- **YOUR OBJECTIVE**: Print exactly the lines from the line with "pavement in this photo." to the last line of the data, please, both included.

- **DATA TO USE**:
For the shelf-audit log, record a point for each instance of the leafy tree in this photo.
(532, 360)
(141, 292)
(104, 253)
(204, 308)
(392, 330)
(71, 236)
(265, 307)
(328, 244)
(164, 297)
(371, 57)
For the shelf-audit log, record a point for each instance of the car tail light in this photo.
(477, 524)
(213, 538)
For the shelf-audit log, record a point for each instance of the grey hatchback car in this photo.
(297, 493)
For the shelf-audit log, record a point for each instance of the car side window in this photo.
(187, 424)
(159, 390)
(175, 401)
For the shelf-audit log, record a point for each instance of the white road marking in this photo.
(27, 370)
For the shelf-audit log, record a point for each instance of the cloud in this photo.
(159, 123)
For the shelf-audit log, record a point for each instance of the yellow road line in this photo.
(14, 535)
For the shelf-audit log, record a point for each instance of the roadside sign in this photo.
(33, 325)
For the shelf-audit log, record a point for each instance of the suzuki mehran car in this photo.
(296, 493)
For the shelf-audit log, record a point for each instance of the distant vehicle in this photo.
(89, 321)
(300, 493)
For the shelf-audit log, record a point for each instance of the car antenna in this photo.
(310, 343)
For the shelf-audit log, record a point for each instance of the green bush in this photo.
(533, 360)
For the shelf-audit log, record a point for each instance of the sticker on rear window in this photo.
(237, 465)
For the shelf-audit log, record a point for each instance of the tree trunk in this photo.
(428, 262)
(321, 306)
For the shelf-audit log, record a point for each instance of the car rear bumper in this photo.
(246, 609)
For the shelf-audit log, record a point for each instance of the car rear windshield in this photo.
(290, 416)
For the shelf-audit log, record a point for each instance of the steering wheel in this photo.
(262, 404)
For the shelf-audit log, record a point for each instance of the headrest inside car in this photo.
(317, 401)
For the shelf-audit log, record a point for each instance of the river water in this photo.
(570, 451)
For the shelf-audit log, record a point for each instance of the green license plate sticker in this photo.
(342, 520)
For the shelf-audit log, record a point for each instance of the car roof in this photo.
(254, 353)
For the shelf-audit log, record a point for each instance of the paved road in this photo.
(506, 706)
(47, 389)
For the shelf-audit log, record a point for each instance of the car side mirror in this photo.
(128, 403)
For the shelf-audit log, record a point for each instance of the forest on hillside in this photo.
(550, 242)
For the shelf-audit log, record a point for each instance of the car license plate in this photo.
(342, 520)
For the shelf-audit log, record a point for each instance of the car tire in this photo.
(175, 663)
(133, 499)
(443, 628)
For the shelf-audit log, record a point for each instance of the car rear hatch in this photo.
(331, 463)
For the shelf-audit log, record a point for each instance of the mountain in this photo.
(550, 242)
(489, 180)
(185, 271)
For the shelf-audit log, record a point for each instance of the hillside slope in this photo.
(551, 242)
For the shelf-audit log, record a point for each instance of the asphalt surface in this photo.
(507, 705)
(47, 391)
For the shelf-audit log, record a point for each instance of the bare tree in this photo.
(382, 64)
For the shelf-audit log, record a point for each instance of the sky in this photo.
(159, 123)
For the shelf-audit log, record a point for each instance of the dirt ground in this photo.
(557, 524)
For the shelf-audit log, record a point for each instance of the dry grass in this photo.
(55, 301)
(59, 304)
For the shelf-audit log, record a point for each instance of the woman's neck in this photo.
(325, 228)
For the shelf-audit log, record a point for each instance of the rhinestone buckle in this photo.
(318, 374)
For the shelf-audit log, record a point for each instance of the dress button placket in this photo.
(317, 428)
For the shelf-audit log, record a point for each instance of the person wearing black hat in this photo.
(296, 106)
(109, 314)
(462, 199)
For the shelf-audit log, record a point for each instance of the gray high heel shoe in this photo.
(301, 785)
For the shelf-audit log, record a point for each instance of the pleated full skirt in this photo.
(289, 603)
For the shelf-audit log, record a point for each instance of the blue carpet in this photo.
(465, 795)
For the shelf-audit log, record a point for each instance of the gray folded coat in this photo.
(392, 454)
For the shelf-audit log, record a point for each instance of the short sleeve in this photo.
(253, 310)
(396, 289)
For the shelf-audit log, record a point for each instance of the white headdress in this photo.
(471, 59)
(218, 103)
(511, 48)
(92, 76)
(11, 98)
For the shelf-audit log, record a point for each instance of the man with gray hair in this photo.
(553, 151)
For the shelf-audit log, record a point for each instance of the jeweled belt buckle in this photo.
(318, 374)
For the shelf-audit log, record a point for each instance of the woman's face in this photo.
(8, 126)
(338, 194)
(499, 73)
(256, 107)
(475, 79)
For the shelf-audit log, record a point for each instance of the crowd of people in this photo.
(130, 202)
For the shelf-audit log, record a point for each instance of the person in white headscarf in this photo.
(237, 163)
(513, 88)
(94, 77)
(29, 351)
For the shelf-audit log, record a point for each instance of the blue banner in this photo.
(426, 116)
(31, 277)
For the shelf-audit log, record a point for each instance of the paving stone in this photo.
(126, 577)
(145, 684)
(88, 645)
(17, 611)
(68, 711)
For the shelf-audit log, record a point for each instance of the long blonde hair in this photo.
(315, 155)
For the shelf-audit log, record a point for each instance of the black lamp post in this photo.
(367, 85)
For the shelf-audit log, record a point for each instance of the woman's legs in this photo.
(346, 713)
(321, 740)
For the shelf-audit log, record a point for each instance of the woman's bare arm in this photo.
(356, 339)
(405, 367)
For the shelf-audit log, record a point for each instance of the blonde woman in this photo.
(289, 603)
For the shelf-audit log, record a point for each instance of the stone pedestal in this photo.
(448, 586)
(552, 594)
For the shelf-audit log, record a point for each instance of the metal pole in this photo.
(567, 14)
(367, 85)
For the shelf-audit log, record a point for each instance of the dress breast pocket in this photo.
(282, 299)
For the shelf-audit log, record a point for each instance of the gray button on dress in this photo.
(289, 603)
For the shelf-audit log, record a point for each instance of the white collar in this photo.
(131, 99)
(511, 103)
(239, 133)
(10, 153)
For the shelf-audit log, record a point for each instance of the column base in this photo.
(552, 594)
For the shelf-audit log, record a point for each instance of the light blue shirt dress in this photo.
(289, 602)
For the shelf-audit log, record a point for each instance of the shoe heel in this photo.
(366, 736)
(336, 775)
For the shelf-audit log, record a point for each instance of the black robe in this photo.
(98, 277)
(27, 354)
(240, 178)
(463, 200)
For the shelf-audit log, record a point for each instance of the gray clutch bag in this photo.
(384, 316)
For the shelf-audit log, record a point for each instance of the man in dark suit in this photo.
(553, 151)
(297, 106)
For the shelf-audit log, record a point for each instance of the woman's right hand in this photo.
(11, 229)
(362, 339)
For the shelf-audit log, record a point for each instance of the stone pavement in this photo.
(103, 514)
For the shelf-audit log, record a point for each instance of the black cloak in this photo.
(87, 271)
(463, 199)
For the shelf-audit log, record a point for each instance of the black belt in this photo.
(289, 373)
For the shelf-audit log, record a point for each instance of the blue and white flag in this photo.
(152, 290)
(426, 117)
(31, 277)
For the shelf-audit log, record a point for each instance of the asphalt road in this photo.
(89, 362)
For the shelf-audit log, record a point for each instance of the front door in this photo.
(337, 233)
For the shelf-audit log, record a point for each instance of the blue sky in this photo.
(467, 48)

- **RESULT OF THIS TASK**:
For the shelf-audit log, record a point for each instance of the stone pavement in this photo.
(103, 514)
For the shelf-audit log, record a point for each instance of the black cloak in this photo.
(87, 271)
(463, 199)
For the shelf-audit log, record a point for each instance of the black belt in this photo.
(289, 373)
For the shelf-audit log, record a point for each instance of the blue and white flag in this photo.
(152, 290)
(426, 117)
(31, 277)
For the shelf-audit log, record a point for each instance of the asphalt road in this photo.
(89, 362)
For the shelf-audit log, record a point for each instance of the front door in this photo.
(337, 233)
For the shelf-audit log, record a point for each instance of the blue sky in this photo.
(467, 48)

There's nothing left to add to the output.